RAW DATA:
☆ ☆ ☆ ☆
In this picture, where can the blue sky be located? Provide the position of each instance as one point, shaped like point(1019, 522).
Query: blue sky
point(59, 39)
☆ ☆ ☆ ☆
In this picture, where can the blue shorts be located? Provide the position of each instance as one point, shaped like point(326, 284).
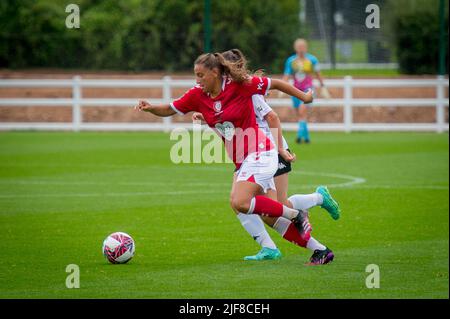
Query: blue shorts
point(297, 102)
☆ ☆ ☆ ☆
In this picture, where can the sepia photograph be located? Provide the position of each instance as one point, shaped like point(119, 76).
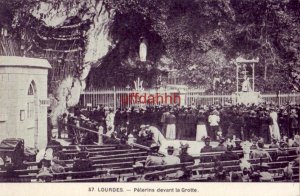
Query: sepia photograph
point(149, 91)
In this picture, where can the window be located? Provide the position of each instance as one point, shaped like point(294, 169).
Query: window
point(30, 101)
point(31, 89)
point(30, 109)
☆ ☆ ☆ ☆
Only lines containing the word "located" should appear in the answer, and every such line from the records above must be there.

In this picture, where can the blue sky be located? Provide the position of each instance as one point, shaped like point(1019, 522).
In this picture, where can the blue shorts be located? Provide the position of each instance as one point, shaped like point(326, 284).
In this picture, where can the sepia photograph be located? Provide the position of each instance as one point, shaped like point(119, 76).
In this picture, where can the window be located? Provide the position of each instance as one point, shaped like point(294, 169).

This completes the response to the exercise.